Your task:
Pick up the forum thread below about fantasy books told from both the hero's and the villain's point of view, and continue it from its final line.

Reading passage:
— start —
# alternating views



## brokethepoint (Aug 6, 2015)

I am looking for a good book that has the pov of the hero/good and villain/bad.

I can't think of any written like this at the moment, but I have probably read a few like that.

So any good suggestions


----------



## Penpilot (Aug 7, 2015)

I think Game of Thrones would be a good one. You have multiple POVs, some of them good, some bad, and some in between. Every POV character has dimensions to them. The good are capable of bad and the bad capable of good.


----------



## brokethepoint (Sep 3, 2015)

I figured someone would bring up Game of Thrones, but that just isn't what I am looking for.


----------



## X Equestris (Sep 3, 2015)

Are we talking fantasy only, or what?


----------



## brokethepoint (Oct 28, 2015)

Yes, fantasy please.


----------



## Steerpike (Oct 28, 2015)
— end —
Supplied material:
— start —
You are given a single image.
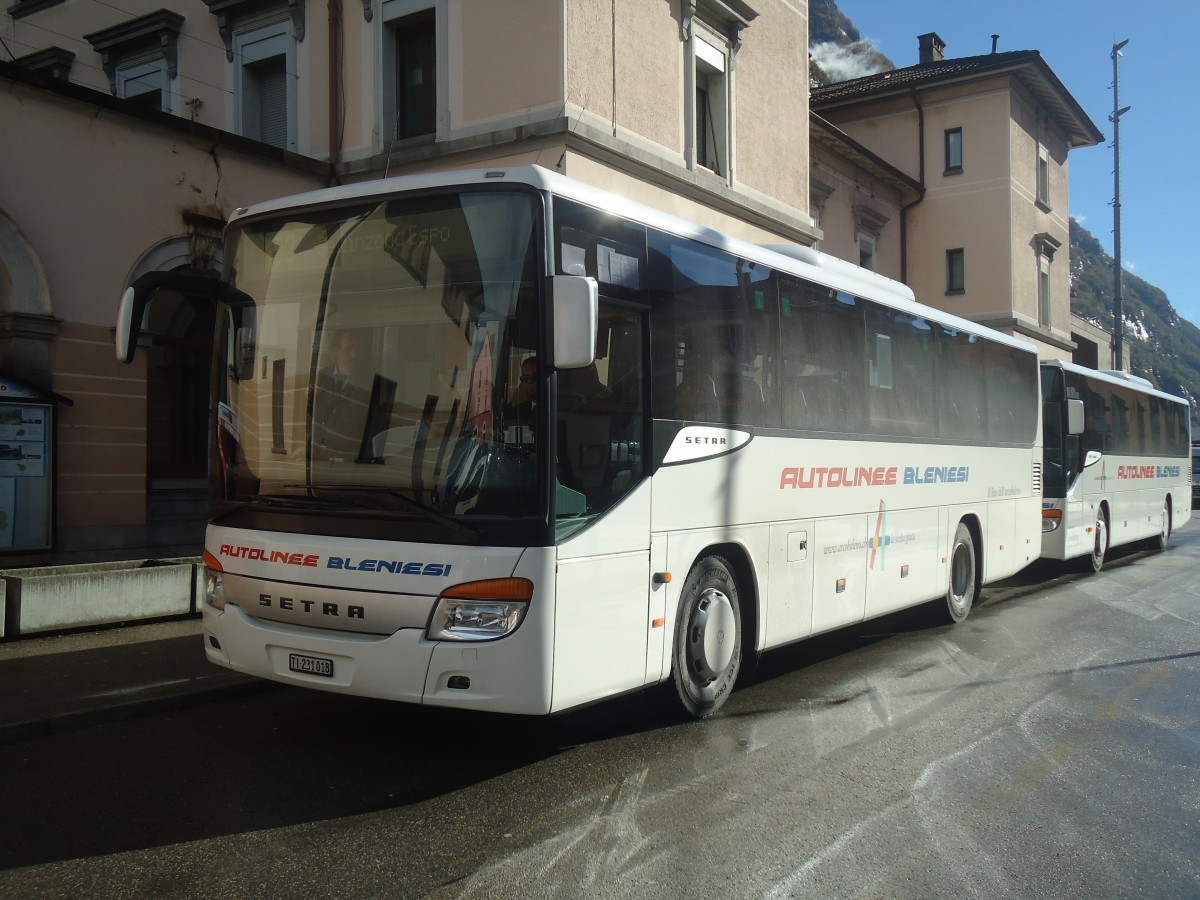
— end —
Written answer:
Ever read Jaqueline Carey's _Banewreaker_? It's good. It's a Lord of the Rings-style fantasy told primarily from the viewpoint of the "dark lord," though also with viewpoints from those who are the good guys.


----------



## Mythopoet (Oct 28, 2015)

Let's see...

The Broken Sword by Poul Anderson
Dune by Frank Herbert
That Hideous Strength by C. S. Lewis
The Anubis Gates by Tim Powers
Wizard's First Rule by Terry Goodkind
any Discworld book


----------



## brokethepoint (Oct 29, 2015)

Thank you for the suggestions, I will have to go through some of those.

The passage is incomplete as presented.